Records of labeled points
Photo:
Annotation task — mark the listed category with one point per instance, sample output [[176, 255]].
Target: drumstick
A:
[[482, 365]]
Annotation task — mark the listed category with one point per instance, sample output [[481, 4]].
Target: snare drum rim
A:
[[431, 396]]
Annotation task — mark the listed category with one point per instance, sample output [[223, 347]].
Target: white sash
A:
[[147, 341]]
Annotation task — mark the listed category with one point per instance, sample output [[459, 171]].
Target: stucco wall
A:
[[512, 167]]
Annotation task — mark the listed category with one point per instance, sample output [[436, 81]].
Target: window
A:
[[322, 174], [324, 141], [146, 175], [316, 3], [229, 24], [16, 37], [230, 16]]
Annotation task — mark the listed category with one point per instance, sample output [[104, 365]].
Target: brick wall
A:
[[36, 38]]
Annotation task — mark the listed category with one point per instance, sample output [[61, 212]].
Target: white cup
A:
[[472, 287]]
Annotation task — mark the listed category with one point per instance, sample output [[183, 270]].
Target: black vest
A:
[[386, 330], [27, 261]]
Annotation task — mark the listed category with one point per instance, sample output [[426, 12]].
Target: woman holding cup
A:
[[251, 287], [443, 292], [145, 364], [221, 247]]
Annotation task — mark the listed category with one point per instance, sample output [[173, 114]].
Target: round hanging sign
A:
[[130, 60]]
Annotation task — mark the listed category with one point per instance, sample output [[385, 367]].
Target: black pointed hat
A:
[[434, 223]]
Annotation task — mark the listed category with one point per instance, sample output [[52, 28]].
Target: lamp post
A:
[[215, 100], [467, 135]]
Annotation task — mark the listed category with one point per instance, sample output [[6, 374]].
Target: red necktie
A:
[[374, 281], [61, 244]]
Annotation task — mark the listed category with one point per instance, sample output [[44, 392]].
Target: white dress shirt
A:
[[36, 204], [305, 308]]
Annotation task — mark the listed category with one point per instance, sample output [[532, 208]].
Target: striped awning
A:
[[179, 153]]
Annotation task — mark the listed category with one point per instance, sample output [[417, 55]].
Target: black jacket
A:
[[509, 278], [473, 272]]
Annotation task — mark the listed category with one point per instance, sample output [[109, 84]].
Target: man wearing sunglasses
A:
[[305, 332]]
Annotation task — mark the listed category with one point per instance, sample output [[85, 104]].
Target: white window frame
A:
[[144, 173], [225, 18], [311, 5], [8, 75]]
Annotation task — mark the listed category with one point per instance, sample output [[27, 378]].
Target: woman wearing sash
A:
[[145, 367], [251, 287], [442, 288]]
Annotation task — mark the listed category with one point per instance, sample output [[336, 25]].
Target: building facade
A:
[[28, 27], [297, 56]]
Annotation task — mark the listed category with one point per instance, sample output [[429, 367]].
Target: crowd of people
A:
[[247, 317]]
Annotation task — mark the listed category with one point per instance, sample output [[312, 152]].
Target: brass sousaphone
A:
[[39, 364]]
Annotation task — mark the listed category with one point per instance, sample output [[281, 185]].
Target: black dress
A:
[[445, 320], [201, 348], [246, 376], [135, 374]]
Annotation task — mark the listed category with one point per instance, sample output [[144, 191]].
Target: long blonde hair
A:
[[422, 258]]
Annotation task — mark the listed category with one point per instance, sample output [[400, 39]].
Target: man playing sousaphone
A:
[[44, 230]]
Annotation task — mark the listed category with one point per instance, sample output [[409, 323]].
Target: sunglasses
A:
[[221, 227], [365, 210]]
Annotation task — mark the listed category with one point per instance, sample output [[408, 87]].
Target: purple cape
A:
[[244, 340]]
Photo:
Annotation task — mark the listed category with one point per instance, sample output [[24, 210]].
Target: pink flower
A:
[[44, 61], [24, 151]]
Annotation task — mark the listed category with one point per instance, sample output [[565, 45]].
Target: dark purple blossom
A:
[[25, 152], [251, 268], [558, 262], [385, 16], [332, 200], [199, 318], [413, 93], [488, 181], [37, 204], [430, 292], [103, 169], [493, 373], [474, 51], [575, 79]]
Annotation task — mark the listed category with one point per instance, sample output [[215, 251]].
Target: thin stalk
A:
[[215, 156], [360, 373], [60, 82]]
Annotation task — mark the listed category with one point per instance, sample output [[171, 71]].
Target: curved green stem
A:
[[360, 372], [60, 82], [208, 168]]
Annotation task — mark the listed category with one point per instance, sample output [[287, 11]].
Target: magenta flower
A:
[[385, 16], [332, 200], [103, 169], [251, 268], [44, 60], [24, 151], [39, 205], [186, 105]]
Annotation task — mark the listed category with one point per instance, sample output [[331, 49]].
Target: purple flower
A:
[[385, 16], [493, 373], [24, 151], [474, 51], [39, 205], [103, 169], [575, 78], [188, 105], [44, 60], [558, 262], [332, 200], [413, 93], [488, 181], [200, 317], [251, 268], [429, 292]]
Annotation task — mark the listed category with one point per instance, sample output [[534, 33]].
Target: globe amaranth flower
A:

**Exercise aim:**
Rewrite everything from the line containing "output [[331, 49]]." down to the end of the entries, swapping "flower" for "blossom" and leaving all else unchanged.

**Exercise solution:**
Annotation task — mark the listed category with one point per instance, sample output [[331, 49]].
Target: purple blossom
A:
[[385, 16], [493, 373], [24, 151], [474, 51], [39, 205], [103, 169], [575, 78], [188, 105], [44, 60], [558, 262], [332, 200], [413, 93], [488, 181], [200, 317], [251, 268], [429, 292]]
Annotation task — mark the listed category with one point per instance, sample output [[534, 33]].
Target: globe amaranth blossom
A:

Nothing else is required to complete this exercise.